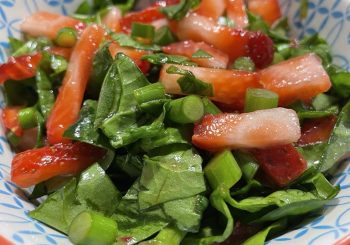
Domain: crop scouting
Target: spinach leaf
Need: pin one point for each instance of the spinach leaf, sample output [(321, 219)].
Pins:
[(93, 190), (161, 59), (292, 209), (261, 236), (217, 201), (133, 225), (118, 114), (165, 178), (178, 11), (338, 144), (323, 189), (126, 41), (189, 84), (101, 63), (186, 213), (278, 198), (130, 163), (46, 98), (83, 130), (165, 137)]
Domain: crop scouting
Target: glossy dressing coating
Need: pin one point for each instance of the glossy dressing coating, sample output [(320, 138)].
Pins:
[(259, 129), (48, 24), (66, 109)]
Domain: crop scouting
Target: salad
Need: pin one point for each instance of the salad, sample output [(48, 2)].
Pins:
[(186, 122)]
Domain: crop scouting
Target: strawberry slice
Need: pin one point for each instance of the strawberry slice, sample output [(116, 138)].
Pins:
[(188, 48), (112, 18), (269, 10), (211, 8), (282, 164), (48, 24), (261, 49), (259, 129), (236, 11), (36, 165), (229, 85), (317, 130), (19, 68), (299, 78)]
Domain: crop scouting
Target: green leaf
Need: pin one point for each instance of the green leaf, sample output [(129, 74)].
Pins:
[(133, 224), (293, 209), (165, 178), (218, 202), (201, 54), (126, 41), (178, 11), (161, 59), (260, 237), (84, 130), (118, 114), (165, 137), (189, 84), (338, 144), (93, 190), (101, 63), (186, 213)]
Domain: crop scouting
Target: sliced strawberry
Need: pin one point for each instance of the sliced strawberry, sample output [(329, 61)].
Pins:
[(147, 15), (317, 130), (299, 78), (10, 119), (48, 24), (19, 68), (236, 11), (229, 85), (261, 49), (203, 29), (188, 48), (34, 166), (112, 18), (164, 3), (71, 94), (259, 129), (65, 52), (211, 8), (269, 10), (134, 54), (282, 164)]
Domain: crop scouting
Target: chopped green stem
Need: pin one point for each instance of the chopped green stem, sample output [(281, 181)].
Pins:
[(210, 107), (244, 64), (164, 36), (89, 228), (185, 110), (223, 170), (141, 30), (13, 139), (260, 99), (149, 93), (28, 117), (66, 37), (167, 236)]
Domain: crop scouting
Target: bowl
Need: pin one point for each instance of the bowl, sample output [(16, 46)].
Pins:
[(329, 18)]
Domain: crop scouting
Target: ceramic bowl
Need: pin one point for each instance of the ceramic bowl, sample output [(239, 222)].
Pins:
[(330, 18)]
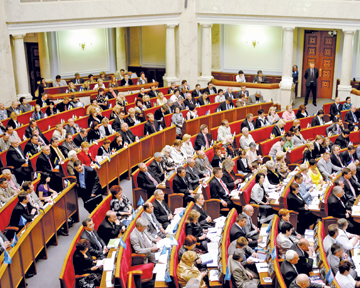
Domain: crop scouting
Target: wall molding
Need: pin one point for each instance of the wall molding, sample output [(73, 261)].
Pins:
[(49, 26)]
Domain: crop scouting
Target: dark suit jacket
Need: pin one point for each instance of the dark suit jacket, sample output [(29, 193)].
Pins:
[(126, 135), (342, 142), (19, 211), (222, 106), (13, 158), (335, 111), (94, 249), (335, 208), (148, 127), (288, 272), (208, 90), (123, 82), (350, 119), (307, 77), (155, 169), (106, 231), (304, 266), (145, 183), (78, 140), (236, 232), (192, 176), (161, 214), (200, 141), (201, 101), (245, 123)]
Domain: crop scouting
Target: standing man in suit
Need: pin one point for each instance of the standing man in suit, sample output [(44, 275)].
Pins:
[(147, 181), (335, 109), (192, 174), (251, 230), (151, 126), (154, 228), (256, 98), (203, 139), (81, 137), (204, 220), (97, 245), (77, 80), (303, 249), (161, 210), (259, 78), (311, 75), (157, 167), (210, 89), (110, 227), (288, 267), (226, 105), (88, 184), (202, 164), (142, 242), (22, 209), (218, 190)]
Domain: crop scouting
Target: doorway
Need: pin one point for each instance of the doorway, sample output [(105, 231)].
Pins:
[(320, 47)]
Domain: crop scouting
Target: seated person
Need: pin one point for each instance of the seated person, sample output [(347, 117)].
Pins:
[(84, 263), (343, 276), (304, 250), (334, 257), (186, 270), (120, 204), (240, 277), (288, 267), (194, 228), (110, 227), (142, 242), (283, 241), (161, 209), (154, 228), (97, 245)]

------------

## Problem requirements
Return each line of the data, keeping its wording exact and omitting pictures.

## Final result
Domain: crop scouting
Target: spinach leaf
Need: pin one point for each instance of the spinach leaf, sample output [(321, 219)].
Pins:
[(93, 190), (161, 59), (292, 209), (261, 236), (217, 201), (133, 225), (118, 114), (165, 178), (178, 11), (338, 144), (323, 189), (126, 41), (189, 84), (101, 63), (186, 213), (278, 198), (130, 163), (46, 98), (83, 130), (165, 137)]
Domain: crop scouting
Target: glossy dressing coating
Need: pin one point for each instance of the glossy dressing coating, sample output [(320, 138)].
Pins:
[(259, 129), (48, 24), (66, 109)]
Domain: crop scouting
Target: salad
Need: pin one point for each instance of the salad, sample output [(48, 2)].
Pins:
[(186, 122)]
Domain: crop scouting
Target: strawberry slice
Need: pin one point for each instance of the strawberry slice, sample output [(116, 138)].
Pins:
[(188, 48), (112, 18), (269, 10), (211, 8), (282, 164), (48, 24), (261, 49), (259, 129), (236, 11), (36, 165), (229, 85), (317, 130), (19, 68), (299, 78)]
Domain: crop scouting
Target: green leaf
Need: pin one point for each instance of the green leaf, sample output [(129, 74)].
Pins:
[(133, 224), (293, 209), (165, 178), (218, 202), (201, 54), (126, 41), (178, 11), (161, 59), (260, 237), (84, 130), (118, 114), (165, 137), (189, 84), (338, 144), (93, 190), (101, 63), (186, 213)]
Domain: crop scouting
Target: sliced strawberry
Need: pin one point for each instance of the sliced strawberry, sample output [(329, 61)].
Pins:
[(147, 15), (317, 130), (299, 78), (10, 119), (48, 24), (19, 68), (236, 11), (229, 85), (261, 49), (203, 29), (188, 48), (34, 166), (112, 18), (164, 3), (71, 94), (259, 129), (65, 52), (211, 8), (269, 10), (134, 54), (282, 164)]
Domain: crop scouting
Target: chopped green stem
Need: pin one point for each instance of the chopped green stem, sample output [(281, 181)].
Pins:
[(210, 107), (244, 64), (164, 36), (89, 228), (185, 110), (223, 170), (141, 30), (13, 139), (260, 99), (149, 93), (28, 117), (66, 37), (167, 236)]
Domain: crop scouting
Target: bowl
Need: pin one point for each instance of the bowl, sample output [(16, 46)].
Pins:
[(329, 18)]
Domain: crop scouting
Target: ceramic bowl
Need: pin one point for each instance of the ceramic bowl, sample output [(239, 222)].
Pins:
[(330, 18)]
Domain: crop scouting
Target: wall molding
Need: pin one point for each instance of the wall molding, sample output [(73, 261)].
Pins:
[(49, 26)]
Domain: crop scouting
Target: dark suit jacket
Need: pin one point for each instance of the dark suit jacket, sample output [(29, 193)].
Pins:
[(126, 135), (342, 142), (19, 211), (222, 106), (13, 158), (335, 111), (94, 249), (335, 208), (148, 127), (288, 272), (208, 90), (123, 82), (350, 119), (307, 77), (155, 169), (106, 231), (304, 266), (145, 183), (78, 140), (236, 232), (192, 176), (161, 214), (200, 141), (201, 101), (245, 123)]
Domain: crop scouting
Target: standing man in suit
Need: pin one point for each instance of the standing man in suit, sample output [(44, 275)].
Pins:
[(147, 181), (335, 109), (192, 174), (251, 230), (151, 126), (154, 228), (256, 98), (203, 139), (81, 137), (204, 220), (97, 245), (77, 80), (303, 249), (161, 210), (259, 78), (311, 75), (157, 167), (210, 89), (110, 227), (288, 267), (226, 105), (88, 184), (202, 164), (142, 242), (22, 209), (218, 190)]
Domain: crop scouting
Target: doorway
Need: pin one point for each instance of the doorway, sample output [(105, 231)].
Pins:
[(320, 47)]
Domain: crop scouting
Target: seated person
Need: pin one point for each instance of the seated person, sample output [(347, 117)].
Pins:
[(84, 263), (343, 276), (304, 250), (334, 257), (186, 270), (120, 204), (240, 277), (288, 267), (194, 228), (110, 227), (142, 242), (283, 241), (161, 209), (154, 228), (97, 245)]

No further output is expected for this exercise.